#### [TASK DIRECTIONS]
Each record must be reproduced exactly as it is shown.

Records from a point labeling set
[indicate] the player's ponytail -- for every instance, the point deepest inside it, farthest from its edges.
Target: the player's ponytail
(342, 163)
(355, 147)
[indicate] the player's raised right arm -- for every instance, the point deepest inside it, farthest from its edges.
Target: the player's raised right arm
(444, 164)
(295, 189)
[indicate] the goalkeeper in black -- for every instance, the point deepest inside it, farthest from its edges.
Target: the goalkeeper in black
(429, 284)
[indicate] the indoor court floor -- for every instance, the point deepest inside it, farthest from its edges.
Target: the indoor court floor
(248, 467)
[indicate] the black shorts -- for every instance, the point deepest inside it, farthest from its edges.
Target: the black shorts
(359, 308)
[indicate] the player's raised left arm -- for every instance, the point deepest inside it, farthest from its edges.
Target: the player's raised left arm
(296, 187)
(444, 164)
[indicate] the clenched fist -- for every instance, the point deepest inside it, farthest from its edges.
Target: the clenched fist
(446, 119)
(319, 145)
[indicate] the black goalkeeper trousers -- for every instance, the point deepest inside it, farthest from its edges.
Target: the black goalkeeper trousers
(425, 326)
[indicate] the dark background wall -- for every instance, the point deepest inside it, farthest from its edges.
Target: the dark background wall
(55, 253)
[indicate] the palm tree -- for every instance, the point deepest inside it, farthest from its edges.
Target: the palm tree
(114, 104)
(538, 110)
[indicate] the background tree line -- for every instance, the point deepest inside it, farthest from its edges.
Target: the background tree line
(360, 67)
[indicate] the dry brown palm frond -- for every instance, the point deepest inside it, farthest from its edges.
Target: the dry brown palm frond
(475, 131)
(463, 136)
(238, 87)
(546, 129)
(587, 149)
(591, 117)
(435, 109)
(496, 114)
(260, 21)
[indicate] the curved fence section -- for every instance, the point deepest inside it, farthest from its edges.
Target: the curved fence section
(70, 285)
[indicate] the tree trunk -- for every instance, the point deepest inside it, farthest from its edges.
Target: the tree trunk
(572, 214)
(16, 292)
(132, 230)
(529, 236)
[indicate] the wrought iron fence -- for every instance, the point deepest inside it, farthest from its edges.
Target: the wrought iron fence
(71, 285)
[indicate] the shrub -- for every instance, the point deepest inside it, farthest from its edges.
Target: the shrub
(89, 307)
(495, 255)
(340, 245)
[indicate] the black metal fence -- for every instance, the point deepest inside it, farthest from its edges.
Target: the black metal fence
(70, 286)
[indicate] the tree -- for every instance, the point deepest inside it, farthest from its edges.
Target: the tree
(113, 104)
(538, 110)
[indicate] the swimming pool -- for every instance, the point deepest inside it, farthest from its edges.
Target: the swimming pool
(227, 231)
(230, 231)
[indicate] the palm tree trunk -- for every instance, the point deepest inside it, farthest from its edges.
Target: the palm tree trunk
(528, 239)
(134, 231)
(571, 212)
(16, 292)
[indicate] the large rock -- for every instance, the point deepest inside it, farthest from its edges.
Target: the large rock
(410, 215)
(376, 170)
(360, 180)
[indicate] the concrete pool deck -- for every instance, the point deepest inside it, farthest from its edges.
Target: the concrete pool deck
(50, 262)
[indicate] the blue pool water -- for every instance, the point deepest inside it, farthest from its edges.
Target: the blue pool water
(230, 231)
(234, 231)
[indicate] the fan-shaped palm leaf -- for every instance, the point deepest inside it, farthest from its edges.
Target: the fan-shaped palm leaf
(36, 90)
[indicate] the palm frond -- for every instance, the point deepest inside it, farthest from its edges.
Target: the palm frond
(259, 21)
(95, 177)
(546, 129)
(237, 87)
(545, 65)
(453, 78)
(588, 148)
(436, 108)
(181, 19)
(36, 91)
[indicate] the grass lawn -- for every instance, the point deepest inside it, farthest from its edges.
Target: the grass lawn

#### [SOLUTION TO THE EXERCISE]
[indicate] the player's ponytail -- for every instance, the point deepest inside it, farthest from its edges.
Target: the player's ponytail
(342, 163)
(355, 147)
[indicate] the player's raised right arm -- for every instance, the point deepest inside it, farthest from its edges.
Target: the player's raised right arm
(444, 164)
(295, 189)
[indicate] the goalkeeper in black -- for every instance, the point deepest inside it, farthest from its edges.
Target: the goalkeeper in black
(429, 284)
[indicate] the indoor court floor -- for every instance, the point deepest inside it, farthest from its edges.
Target: the indoor court floor
(248, 467)
[indicate] the black shorts -- for every instance, the point deepest inside it, farthest from its edges.
Target: the black shorts
(359, 308)
[indicate] the player's raised left arm -- for every instance, the point deepest inside it, farthest from its edges.
Target: the player's raised left arm
(296, 187)
(444, 164)
[indicate] the clenched fist -- for every instance, the point deepest inside it, farthest from its edges.
Target: the clenched fist
(446, 119)
(319, 145)
[indicate] the black goalkeeper trousers -- for every instance, the point deepest inside it, farthest from its edges.
Target: the black goalkeeper trousers
(425, 326)
[indicate] the dark background wall -- for every instance, the point deepest inside it, farthest from its edges.
Target: the dark background wall
(55, 253)
[indicate] the palm tree -- for every instance, the point deepest inside it, farthest from its edges.
Target: the palm tree
(114, 104)
(538, 110)
[indicate] the background tree line -- for every instance, the point deepest inside it, farthest from its edges.
Target: the background tree line
(360, 67)
[indicate] the dry brown palm frond -- for every instance, the point deepest inside it, farthest from its edges.
Target: the dry brown palm frond
(475, 131)
(463, 136)
(238, 87)
(546, 129)
(587, 149)
(591, 117)
(435, 109)
(496, 114)
(260, 21)
[indicate] the curved fence section -- for every instance, the point deepest inside it, farthest from its edges.
Target: the curved fence section
(70, 285)
[indicate] the tree trunk -- for every instance, the point deepest inside it, farthest from its edges.
Target: the tree trunk
(572, 214)
(16, 292)
(132, 230)
(529, 236)
[indicate] the wrought iron fence -- for every instance, the point deepest inside it, farthest from its edges.
Target: the wrought iron fence
(71, 285)
[indicate] the shrub -- for every instance, the point deepest inside it, farthest from its edges.
Target: the shrub
(89, 307)
(495, 255)
(340, 245)
[indicate] the black metal fence -- for every instance, the point deepest inside it, farthest from its edges.
Target: the black metal fence
(70, 286)
[indicate] the tree -- for every instance, the point deepest inside it, farthest from its edges.
Target: the tree
(113, 104)
(538, 110)
[indicate] the swimming pool -- for every instance, the point deepest inside it, farthest from its edges.
Target: the swimming pool
(227, 231)
(230, 231)
[indicate] the palm tree trunk -- for every instance, the point deepest inside it, farthest from its edges.
Target: the palm tree trunk
(528, 239)
(134, 231)
(571, 212)
(16, 292)
[indicate] the large rock -- for every instance, the point deepest inside it, farthest from its edges.
Target: the large rock
(410, 215)
(376, 170)
(360, 180)
[indicate] the concrete pool deck -- for every instance, the point deepest inside it, farthest from its edges.
Target: the concrete pool deck
(50, 262)
[indicate] the blue pool water -- for every instance, the point deepest inside it, farthest from its edges.
Target: the blue pool water
(230, 231)
(234, 231)
[indicate] the fan-shaped palm leaf -- for every instance, the point deepest inside it, farthest from its edges.
Target: the fan-shaped palm leaf
(36, 90)
[indicate] the palm frond -- for every instance, the point deepest inside it, farthest from its edges.
Target: the palm frond
(259, 21)
(95, 177)
(546, 129)
(237, 87)
(545, 65)
(453, 78)
(588, 148)
(436, 108)
(181, 19)
(36, 91)
[indicate] the grass lawn -- for every instance, the point deepest inside it, farthest from its edges.
Target: the grass lawn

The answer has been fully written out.